- [Stated problem]:
Copy the lines below word for word, from the line containing "the cow's back" up to and including the very last line.

- [Materials provided]:
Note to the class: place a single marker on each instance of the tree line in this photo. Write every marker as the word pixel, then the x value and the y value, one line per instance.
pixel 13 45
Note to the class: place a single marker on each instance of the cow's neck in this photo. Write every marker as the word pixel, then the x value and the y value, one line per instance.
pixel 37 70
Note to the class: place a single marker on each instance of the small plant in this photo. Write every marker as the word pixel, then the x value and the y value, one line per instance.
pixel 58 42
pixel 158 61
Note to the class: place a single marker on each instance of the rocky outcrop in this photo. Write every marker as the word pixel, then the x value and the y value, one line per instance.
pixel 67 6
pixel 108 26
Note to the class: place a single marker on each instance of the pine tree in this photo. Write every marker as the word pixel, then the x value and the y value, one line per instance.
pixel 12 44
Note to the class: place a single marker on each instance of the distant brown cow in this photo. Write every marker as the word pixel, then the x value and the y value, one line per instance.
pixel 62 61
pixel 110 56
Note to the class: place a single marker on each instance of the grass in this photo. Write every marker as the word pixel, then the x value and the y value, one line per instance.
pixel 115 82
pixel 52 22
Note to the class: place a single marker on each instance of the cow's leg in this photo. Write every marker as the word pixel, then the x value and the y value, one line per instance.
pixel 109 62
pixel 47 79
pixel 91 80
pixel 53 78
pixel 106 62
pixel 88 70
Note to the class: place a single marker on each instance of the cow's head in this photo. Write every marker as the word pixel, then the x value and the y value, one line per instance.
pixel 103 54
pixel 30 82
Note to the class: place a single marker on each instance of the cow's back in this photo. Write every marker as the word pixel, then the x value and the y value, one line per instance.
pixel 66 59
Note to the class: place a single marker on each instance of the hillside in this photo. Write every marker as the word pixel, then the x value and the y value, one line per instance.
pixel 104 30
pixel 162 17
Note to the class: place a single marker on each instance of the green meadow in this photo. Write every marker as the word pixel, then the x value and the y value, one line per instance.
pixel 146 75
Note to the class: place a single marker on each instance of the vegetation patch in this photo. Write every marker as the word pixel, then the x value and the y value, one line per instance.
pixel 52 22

- [Correct output]:
Note to the class: place a single marker on each instance of the cow's back in this photo. Write every marker as the word pixel, then the x value and the y value, one line per instance.
pixel 66 59
Note to the class: place a single marker on each instance of the hillside in this photo. Write every marker as the word pixel, then the x value and the y value, one line per instance.
pixel 104 30
pixel 162 17
Note to the class: place a single marker on each instance of the green meadow in this photo. Write every marker as the word pixel, then the x value and the y value, one line per instance.
pixel 146 75
Note to the class: place a single marker on each instance of the vegetation patch in this photo. Write every marker as the word pixel, then the x value and the y value, one line per instance.
pixel 52 22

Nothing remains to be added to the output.